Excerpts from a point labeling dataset
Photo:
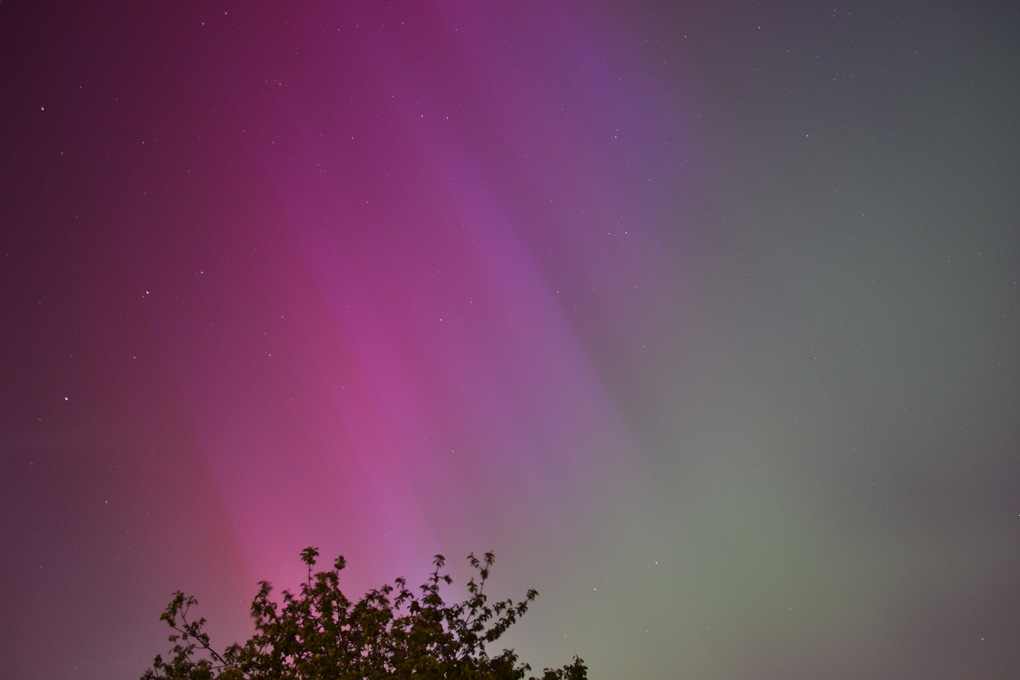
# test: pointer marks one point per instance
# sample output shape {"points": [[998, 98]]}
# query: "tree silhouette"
{"points": [[390, 633]]}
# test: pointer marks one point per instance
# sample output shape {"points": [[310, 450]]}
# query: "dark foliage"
{"points": [[391, 633]]}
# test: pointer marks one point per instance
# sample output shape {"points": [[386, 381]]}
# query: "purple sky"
{"points": [[702, 315]]}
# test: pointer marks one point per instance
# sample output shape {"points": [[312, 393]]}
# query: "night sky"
{"points": [[704, 316]]}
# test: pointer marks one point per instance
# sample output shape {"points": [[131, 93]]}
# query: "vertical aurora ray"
{"points": [[701, 315]]}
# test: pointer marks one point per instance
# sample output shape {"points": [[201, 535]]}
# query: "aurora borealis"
{"points": [[703, 316]]}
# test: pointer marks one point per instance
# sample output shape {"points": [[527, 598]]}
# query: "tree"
{"points": [[391, 633]]}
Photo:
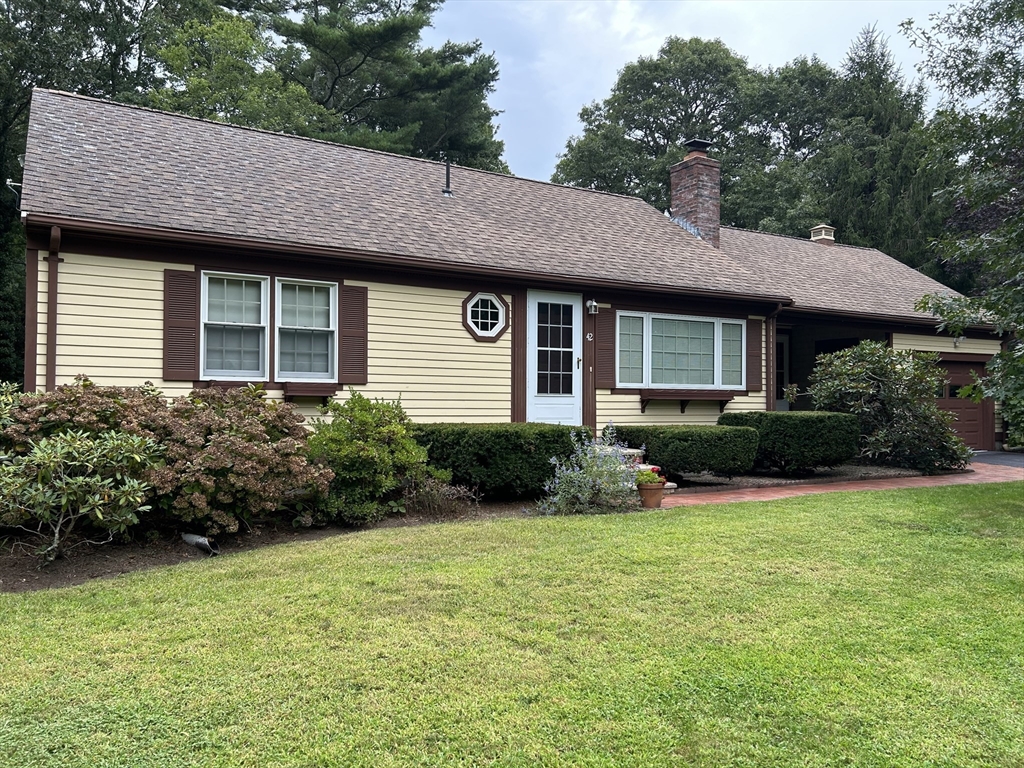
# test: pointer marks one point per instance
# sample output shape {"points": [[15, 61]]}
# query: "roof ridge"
{"points": [[803, 240], [281, 134]]}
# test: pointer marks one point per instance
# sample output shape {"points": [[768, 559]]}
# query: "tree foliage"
{"points": [[350, 71], [798, 144], [976, 52]]}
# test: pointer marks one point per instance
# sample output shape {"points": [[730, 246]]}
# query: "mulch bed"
{"points": [[19, 569]]}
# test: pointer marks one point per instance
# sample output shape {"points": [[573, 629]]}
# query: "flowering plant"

WORK TO BE COMPLETED:
Gather every line above that contains the string "tree". Matching is case-sensitive.

RESULT OF THIS TASK:
# query: "tree silhouette"
# query: "tree"
# query: "tree foliage"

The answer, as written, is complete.